The data:
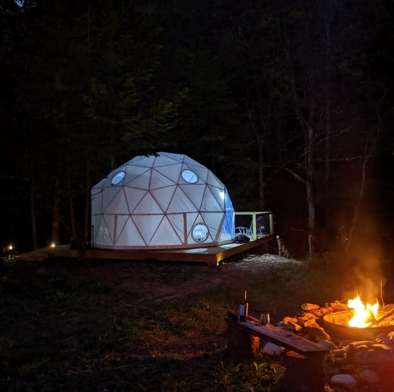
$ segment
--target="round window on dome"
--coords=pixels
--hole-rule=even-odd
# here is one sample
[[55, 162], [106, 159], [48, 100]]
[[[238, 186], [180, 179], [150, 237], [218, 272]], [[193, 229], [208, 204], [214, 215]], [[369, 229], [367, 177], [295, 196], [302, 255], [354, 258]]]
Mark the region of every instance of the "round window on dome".
[[182, 178], [185, 180], [187, 182], [190, 182], [194, 183], [196, 182], [199, 180], [199, 177], [197, 177], [197, 175], [191, 170], [184, 170], [182, 172]]
[[208, 238], [208, 227], [204, 223], [197, 223], [191, 233], [193, 239], [196, 242], [204, 242]]
[[117, 173], [116, 174], [112, 177], [112, 179], [111, 180], [111, 185], [117, 185], [118, 184], [123, 178], [124, 178], [124, 172], [119, 172], [119, 173]]

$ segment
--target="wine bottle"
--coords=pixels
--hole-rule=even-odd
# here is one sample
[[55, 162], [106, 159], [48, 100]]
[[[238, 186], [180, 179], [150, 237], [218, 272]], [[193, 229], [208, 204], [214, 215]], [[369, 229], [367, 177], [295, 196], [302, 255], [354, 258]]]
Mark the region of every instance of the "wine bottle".
[[240, 304], [239, 304], [239, 321], [246, 321], [246, 318], [248, 316], [248, 310], [249, 308], [249, 304], [248, 303], [248, 300], [246, 299], [246, 290], [245, 290], [244, 294], [244, 298], [241, 301]]

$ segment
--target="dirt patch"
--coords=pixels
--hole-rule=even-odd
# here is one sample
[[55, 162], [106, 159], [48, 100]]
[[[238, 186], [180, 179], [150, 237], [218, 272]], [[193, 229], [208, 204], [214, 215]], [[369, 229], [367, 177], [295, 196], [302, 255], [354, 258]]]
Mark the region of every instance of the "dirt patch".
[[[107, 284], [138, 292], [139, 301], [160, 301], [201, 293], [223, 283], [236, 282], [246, 286], [253, 275], [266, 274], [274, 268], [301, 267], [302, 264], [297, 260], [265, 254], [225, 262], [220, 267], [200, 263], [169, 265], [133, 261], [97, 266], [91, 269], [91, 273], [100, 276]], [[180, 284], [174, 282], [177, 280], [174, 275], [180, 273], [184, 274], [185, 280]]]

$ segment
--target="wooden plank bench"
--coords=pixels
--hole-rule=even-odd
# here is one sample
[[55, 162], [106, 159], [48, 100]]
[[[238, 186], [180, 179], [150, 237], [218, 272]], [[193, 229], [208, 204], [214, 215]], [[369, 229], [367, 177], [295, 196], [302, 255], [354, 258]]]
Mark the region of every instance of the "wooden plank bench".
[[244, 322], [225, 319], [230, 360], [236, 362], [256, 356], [260, 353], [260, 339], [274, 343], [287, 349], [281, 362], [286, 368], [286, 390], [323, 392], [325, 355], [330, 350], [283, 328], [261, 325], [250, 316]]

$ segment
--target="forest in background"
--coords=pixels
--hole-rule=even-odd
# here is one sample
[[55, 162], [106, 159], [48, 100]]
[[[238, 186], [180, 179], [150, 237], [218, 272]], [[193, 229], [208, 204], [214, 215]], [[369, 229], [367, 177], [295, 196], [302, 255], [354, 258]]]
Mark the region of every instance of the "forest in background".
[[2, 245], [89, 240], [92, 186], [163, 151], [212, 170], [236, 211], [274, 211], [298, 257], [388, 257], [393, 6], [3, 1]]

Exercise goal: List every line of the material above that contains the string "target", treating uppercase and lowercase letters as distinct.

Exercise result:
--target="round window on dome"
--target="wine bottle"
--target="dirt patch"
--target="wooden plank bench"
--target="forest in background"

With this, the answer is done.